◆ **Exercise description**
Every record that follows should be written out again without any change.

[Opening Records provided section]

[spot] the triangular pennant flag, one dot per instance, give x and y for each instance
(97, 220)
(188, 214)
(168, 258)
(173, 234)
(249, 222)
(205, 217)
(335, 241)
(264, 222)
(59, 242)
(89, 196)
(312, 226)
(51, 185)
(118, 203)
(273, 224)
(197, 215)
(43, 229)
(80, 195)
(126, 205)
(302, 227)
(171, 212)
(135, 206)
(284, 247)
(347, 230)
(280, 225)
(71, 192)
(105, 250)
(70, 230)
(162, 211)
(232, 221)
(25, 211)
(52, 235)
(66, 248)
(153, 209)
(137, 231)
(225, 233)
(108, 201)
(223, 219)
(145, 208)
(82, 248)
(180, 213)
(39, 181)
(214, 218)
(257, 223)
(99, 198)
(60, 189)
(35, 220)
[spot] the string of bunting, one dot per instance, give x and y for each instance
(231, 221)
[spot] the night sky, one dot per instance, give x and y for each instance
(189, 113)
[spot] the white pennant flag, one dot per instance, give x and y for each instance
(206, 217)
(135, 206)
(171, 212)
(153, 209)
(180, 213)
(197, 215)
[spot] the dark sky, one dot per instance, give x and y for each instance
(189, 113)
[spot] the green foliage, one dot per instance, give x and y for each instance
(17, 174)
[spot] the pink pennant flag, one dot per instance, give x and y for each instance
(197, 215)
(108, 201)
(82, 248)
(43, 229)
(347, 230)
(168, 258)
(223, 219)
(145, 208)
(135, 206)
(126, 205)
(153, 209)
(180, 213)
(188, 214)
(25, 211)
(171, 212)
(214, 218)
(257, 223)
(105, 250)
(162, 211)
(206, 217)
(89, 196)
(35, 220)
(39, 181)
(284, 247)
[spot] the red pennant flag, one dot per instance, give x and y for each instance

[Closing Records provided section]

◆ **Written solution**
[spot] the triangular pennant flag, one dot per instance, give x and y for each instance
(97, 220)
(188, 214)
(168, 258)
(173, 234)
(249, 222)
(205, 217)
(335, 241)
(264, 222)
(59, 242)
(89, 196)
(312, 226)
(51, 185)
(118, 203)
(273, 224)
(197, 215)
(43, 229)
(80, 195)
(126, 205)
(302, 227)
(171, 212)
(135, 206)
(284, 247)
(347, 230)
(280, 225)
(71, 192)
(105, 250)
(70, 230)
(162, 211)
(232, 221)
(25, 211)
(52, 235)
(66, 248)
(153, 209)
(137, 231)
(225, 233)
(108, 201)
(223, 219)
(145, 208)
(82, 248)
(180, 213)
(39, 181)
(214, 218)
(257, 223)
(99, 198)
(60, 189)
(35, 220)
[spot] the string of bunting, one dot per instance, give x and y for each instance
(231, 221)
[spot] the night sky, one dot per instance, give x and y for each instance
(189, 113)
[spot] the white pennant flag, one dot per instance, give x and y for each instance
(206, 217)
(135, 206)
(171, 212)
(153, 209)
(180, 213)
(197, 215)
[spot] the dark sky, one dot per instance, give x and y for each instance
(189, 113)
[spot] the green foliage, one dot per instance, give x and y for each instance
(17, 174)
[spot] the pink pennant flag, one dot per instance, give x and y for each instance
(197, 215)
(108, 201)
(82, 248)
(43, 229)
(347, 230)
(168, 258)
(223, 219)
(145, 208)
(135, 206)
(126, 205)
(153, 209)
(180, 213)
(188, 214)
(25, 211)
(171, 212)
(214, 218)
(257, 223)
(105, 250)
(162, 211)
(206, 217)
(89, 196)
(35, 220)
(39, 181)
(284, 247)
[spot] the red pennant flag, one dot per instance, give x and y for each instance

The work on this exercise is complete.